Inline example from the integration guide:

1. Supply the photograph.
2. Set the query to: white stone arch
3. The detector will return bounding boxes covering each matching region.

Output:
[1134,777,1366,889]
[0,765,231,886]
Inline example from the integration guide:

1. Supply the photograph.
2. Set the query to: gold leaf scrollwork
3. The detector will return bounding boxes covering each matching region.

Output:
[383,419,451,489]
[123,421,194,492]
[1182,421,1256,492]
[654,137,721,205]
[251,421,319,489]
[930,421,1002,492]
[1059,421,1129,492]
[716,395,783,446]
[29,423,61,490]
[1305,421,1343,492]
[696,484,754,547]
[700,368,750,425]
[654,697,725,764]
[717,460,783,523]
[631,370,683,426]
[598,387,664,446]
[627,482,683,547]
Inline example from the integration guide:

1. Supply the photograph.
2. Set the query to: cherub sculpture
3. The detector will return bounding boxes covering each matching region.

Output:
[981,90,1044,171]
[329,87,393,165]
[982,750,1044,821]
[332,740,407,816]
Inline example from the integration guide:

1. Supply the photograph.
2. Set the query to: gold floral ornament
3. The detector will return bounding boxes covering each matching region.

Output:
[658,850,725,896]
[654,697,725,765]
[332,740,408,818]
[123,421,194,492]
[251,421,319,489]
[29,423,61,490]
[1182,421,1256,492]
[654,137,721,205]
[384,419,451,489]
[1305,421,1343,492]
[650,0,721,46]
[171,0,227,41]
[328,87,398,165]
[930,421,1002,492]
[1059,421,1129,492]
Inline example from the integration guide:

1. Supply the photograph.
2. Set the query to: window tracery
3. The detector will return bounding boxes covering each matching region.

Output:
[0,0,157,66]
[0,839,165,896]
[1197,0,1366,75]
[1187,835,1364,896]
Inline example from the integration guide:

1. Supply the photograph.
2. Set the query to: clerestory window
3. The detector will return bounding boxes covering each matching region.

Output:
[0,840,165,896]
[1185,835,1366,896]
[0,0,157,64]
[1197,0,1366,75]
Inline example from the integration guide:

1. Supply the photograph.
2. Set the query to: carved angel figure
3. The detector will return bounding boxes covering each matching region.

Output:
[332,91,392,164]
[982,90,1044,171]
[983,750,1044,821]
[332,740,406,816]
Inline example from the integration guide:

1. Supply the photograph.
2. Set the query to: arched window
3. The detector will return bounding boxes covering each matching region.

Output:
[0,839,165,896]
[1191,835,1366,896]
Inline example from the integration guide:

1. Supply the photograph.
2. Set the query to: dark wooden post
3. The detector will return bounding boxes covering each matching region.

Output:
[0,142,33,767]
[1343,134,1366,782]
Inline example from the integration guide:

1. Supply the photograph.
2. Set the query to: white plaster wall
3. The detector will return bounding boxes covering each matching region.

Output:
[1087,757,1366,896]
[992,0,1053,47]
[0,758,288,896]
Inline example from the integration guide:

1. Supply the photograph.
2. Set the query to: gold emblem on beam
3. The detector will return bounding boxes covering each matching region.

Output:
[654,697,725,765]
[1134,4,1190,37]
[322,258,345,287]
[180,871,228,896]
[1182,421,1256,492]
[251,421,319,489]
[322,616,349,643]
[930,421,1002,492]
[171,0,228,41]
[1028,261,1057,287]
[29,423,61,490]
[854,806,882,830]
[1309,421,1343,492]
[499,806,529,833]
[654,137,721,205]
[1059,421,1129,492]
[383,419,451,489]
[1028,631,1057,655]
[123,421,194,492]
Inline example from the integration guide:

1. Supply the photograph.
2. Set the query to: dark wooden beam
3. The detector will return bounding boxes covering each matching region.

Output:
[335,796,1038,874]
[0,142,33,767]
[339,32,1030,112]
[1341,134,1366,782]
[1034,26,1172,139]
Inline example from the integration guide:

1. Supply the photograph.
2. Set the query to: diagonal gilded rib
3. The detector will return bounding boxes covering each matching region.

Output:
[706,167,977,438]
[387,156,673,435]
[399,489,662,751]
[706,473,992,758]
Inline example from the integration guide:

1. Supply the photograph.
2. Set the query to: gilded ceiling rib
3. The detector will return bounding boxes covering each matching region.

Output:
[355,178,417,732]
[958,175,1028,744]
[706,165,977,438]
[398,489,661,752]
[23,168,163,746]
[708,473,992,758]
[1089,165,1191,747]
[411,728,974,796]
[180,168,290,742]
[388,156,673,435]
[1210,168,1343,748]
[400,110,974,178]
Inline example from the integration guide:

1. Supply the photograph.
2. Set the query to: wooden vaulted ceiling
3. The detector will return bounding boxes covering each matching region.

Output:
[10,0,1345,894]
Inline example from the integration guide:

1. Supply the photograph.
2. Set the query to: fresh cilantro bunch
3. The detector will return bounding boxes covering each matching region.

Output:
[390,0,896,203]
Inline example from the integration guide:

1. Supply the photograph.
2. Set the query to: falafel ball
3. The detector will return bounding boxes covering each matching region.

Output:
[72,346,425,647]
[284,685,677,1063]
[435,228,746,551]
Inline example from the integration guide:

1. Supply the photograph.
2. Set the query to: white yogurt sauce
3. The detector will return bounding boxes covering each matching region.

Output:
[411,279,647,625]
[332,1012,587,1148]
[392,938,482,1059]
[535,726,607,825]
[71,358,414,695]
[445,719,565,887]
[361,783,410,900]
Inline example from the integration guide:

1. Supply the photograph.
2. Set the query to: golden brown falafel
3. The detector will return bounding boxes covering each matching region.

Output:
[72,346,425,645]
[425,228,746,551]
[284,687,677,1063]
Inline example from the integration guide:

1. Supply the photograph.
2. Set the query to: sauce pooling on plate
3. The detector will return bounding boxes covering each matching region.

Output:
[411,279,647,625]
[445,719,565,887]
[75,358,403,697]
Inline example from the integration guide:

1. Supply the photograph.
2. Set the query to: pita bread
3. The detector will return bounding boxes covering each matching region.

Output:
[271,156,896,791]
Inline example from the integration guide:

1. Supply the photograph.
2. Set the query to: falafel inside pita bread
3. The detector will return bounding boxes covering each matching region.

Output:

☆ ☆ ☆ ☆

▶ **EXERCISE GOAL**
Pull out every line of the listing from its first line down through the line that contains "[0,765,231,886]", and reproduce each one unchanged.

▶ **THE OUTPUT**
Inline example from the integration guide:

1. Supply the photograph.
2. Set the query to: white stone arch
3. The detector will return bounding boxes covering each matching region.

Output:
[1134,777,1366,889]
[0,765,231,886]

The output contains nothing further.